→ STATED EXERCISE: Extend the forum thread on static electricity when petting cats, picking up directly after its final sentence.
Start of PROVIDED TEXT
# Anyone else have static electricity problems when petting your cat?



## hal1 (Jul 16, 2011)

Poor kitty. It's very dry in Phoenix. 19% humidity now and below 10% or even 5% at times.

It's not just one shock when I pet him, but rather, when we're sitting in bed I can feel lots of tingling as I pet him from front to back. It must not feel good to him either. I've tried things like ultrasonic humidifiers but can't stand the white dust, and I know Toby would never stop messing with it.

Anyone else have static electgricity problems when petting their cat? Maybe I can spray him with Static Guard


----------



## cooncatbob (May 27, 2011)

Try a zerostat gun, works on vinyl records.


----------



## asrowley (Dec 17, 2011)

Ugh, yes! Vegas is very dry too  especially when I brush her. she's like a ball of static!


----------



## GhostTown (Jan 12, 2012)

Dry as a bone here in Southern Idaho as well. Long haired cats...... I could power half the town with the static.


----------



## Cats&Plants (Aug 20, 2011)

Same here in central Alberta. It is kinda fun to shut the lights out and pet them in the dark. You can see the electric sparks in their fur lol

We have a humidifier in one bedroom, and we just replaced our furnace which has a built in humidifier so it's much better.

A tip I used once is to leave water pans on heat vents, the water evaporates when the heat goes on. For those that don't turn the heat on, putting some additional water bowls around the house could help, maybe.


----------



## yingying (Jul 19, 2011)

I did, when the winter just started. Interesting that Toronto is right next to lake Ontario but it's so dry here... My Metoo is a dedicated rubber. She rubs me frantically. The static was so strong that by the end it hurts me with each of her rub (interesting though, Metoo didn't seems to be bothered). And Metoo will puff out like a hedgedog :lol:

I bought another humidifier, and now it's way better.
End of PROVIDED TEXT
Start of ITEMS
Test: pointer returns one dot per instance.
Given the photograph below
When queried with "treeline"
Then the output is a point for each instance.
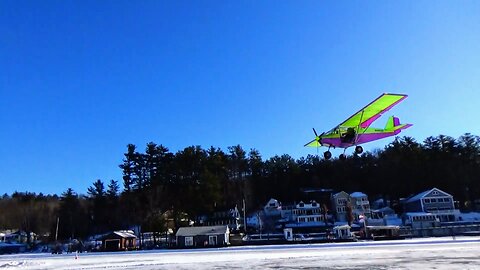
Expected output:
(159, 186)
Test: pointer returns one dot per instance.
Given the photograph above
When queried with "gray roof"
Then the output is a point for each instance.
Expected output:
(204, 230)
(423, 194)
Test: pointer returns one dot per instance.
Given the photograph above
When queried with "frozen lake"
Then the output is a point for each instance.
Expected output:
(429, 253)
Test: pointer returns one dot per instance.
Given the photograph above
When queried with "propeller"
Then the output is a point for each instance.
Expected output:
(317, 138)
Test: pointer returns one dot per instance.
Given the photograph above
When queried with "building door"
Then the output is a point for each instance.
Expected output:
(212, 240)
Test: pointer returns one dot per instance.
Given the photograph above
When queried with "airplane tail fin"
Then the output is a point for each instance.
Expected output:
(393, 124)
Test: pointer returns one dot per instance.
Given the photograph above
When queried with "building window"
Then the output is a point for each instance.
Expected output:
(188, 241)
(212, 240)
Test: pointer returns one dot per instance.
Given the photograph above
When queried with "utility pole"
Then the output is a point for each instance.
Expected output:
(56, 230)
(244, 217)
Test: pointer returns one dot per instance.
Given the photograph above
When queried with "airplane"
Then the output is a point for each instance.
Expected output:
(356, 129)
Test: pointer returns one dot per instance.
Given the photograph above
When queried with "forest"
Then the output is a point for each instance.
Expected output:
(196, 181)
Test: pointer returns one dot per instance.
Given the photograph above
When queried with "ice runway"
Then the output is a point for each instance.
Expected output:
(430, 253)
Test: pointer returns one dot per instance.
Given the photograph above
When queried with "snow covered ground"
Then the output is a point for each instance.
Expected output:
(429, 253)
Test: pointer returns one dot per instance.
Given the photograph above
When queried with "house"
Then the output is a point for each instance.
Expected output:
(340, 201)
(304, 215)
(204, 236)
(433, 201)
(230, 217)
(272, 208)
(360, 204)
(119, 240)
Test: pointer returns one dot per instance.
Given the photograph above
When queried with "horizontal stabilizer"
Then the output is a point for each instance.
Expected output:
(393, 124)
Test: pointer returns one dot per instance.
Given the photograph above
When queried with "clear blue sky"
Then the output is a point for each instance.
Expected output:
(79, 80)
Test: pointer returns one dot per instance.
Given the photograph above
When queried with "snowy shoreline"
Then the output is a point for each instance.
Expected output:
(460, 253)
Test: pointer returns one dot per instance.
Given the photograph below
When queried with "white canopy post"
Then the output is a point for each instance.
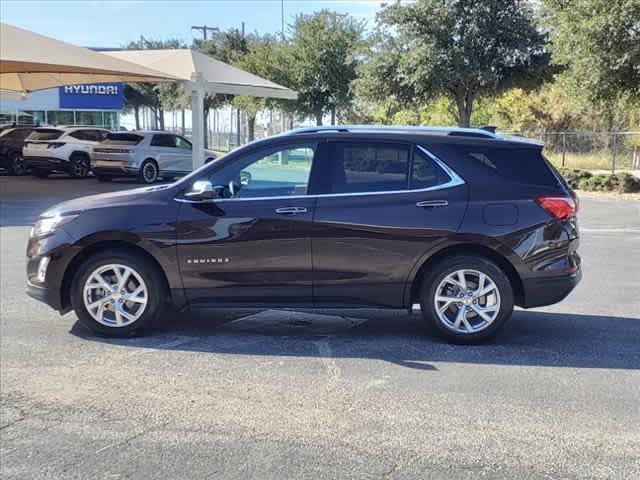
End of ITEMS
→ RESULT OF THIS EXERCISE:
----------



## hal1 (Jul 16, 2011)

All this is fine, but how much is it hurting kitty?


----------



## Mhelmandollar (Dec 9, 2011)

If it was hurting kitty to much he would let you know. 
When I brush my Himalayan I use static guard on the brush. It's funny, now when ever I spray the brush he comes running. 
Never had static problems when I had my 300 gal salt water reef tank set up. Had the cat tree next to it and Mocha would watch the fish for hours at a time.


----------



## ThreeCatzGirl (Jan 16, 2009)

im in ny and i shock my cats sometimes..

its worse when im at the barn and i take off my horse's winter blanket...big shock there! it goes right to my feet! haha


----------



## Beckie210789 (May 9, 2011)

I think in our house, the SO and I are more afraid of being shocked than the cats. I SWEAR Waffles touches his nose to mine when I'm not paying attention to zap me and scare me. The cats don't seem phased by the static though, which is good.


----------



## asrowley (Dec 17, 2011)

Cats actually are meant to handle static. They lick it off easily. A couple humidifiers help as well.


----------



## koneko_otaku (Jul 22, 2010)

It gets dry here in Michigan in winter. Oddly only 1 of my cat seems to have static issue. Cuddles is long haired which probably hels make more static electricity.

She does have an annoying habit when she is charged up. She likes to stick her nose against my nose to wake me up. It can be irriating to get zapped on my nose but I love Cuddles too much to make her go away!


----------



## littlesushi (Jun 8, 2011)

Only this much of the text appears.